↓

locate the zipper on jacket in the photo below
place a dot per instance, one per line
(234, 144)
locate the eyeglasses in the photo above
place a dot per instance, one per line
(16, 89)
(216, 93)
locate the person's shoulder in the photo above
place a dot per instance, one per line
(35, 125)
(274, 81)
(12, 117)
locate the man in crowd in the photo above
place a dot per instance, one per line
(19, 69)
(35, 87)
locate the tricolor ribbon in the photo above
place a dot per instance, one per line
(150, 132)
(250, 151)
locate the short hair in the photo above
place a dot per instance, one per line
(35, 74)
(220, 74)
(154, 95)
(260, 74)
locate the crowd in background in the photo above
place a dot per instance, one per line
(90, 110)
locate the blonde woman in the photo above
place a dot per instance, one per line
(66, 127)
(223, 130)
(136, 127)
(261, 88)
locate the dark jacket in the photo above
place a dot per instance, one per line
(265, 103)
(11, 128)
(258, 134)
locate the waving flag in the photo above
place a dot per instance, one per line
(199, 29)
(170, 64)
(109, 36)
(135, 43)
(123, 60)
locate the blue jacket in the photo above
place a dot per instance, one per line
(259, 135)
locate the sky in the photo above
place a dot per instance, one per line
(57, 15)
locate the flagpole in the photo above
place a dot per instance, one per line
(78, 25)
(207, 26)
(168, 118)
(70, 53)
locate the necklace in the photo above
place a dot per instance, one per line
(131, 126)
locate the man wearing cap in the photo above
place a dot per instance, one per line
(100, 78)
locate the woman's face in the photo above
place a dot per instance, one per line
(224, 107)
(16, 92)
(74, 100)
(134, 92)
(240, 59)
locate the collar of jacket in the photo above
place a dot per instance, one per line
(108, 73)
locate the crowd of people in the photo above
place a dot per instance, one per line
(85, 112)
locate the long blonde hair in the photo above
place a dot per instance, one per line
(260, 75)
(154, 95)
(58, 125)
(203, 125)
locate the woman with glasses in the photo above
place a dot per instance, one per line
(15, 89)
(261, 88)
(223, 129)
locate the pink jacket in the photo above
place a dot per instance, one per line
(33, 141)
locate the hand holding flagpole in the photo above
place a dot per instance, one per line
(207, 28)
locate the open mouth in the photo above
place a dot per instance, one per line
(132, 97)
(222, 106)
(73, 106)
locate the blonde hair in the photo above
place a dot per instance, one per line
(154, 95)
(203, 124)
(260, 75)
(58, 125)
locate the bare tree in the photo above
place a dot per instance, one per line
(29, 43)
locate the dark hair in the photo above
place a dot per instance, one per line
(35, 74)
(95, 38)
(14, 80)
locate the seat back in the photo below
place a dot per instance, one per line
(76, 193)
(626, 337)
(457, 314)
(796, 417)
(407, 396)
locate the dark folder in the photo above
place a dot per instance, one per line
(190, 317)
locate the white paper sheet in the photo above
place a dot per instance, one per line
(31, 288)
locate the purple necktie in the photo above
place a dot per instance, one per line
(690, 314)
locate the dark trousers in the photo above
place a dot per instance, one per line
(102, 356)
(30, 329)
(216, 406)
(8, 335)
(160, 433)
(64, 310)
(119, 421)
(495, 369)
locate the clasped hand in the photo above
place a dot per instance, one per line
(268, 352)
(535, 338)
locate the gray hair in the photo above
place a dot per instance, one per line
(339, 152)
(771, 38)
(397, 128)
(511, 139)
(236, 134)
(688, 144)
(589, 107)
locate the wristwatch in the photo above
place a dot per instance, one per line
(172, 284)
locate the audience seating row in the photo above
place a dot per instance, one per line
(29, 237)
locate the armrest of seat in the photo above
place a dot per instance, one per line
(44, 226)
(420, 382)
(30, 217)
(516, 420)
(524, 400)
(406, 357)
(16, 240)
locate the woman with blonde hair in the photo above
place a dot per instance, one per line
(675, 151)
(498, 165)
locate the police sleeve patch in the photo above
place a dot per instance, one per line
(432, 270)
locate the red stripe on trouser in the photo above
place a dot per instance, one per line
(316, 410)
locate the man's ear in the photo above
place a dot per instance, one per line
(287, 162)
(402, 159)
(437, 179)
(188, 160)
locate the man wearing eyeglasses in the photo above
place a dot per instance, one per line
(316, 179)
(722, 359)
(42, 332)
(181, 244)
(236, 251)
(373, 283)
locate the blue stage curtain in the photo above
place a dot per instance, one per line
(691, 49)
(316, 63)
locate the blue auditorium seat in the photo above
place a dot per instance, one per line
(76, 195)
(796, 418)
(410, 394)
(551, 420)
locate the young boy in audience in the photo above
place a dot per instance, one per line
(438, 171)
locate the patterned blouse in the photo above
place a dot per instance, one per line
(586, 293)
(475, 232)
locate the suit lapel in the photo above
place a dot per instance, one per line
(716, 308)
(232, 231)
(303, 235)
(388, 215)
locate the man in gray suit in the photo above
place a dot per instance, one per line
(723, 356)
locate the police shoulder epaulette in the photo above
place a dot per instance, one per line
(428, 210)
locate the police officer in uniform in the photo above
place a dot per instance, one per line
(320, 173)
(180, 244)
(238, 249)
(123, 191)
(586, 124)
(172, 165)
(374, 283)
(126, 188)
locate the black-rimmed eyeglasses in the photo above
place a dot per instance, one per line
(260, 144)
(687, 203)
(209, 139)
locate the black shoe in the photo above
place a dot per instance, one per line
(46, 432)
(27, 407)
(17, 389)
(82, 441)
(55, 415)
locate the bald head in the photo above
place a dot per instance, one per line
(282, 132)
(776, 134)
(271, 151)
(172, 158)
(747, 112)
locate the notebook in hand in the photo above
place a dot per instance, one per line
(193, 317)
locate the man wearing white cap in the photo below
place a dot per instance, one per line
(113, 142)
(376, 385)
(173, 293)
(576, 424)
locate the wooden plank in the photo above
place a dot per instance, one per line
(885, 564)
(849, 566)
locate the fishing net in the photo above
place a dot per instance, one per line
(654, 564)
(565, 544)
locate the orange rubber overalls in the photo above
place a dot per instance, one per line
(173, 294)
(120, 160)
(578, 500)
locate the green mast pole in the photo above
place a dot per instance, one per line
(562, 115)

↑

What you have to do
Every line of the material that holds the word "black" must be found and copied.

Result of the exercise
locate the black-rimmed eyeglasses in the photo above
locate the black shoe in the photo above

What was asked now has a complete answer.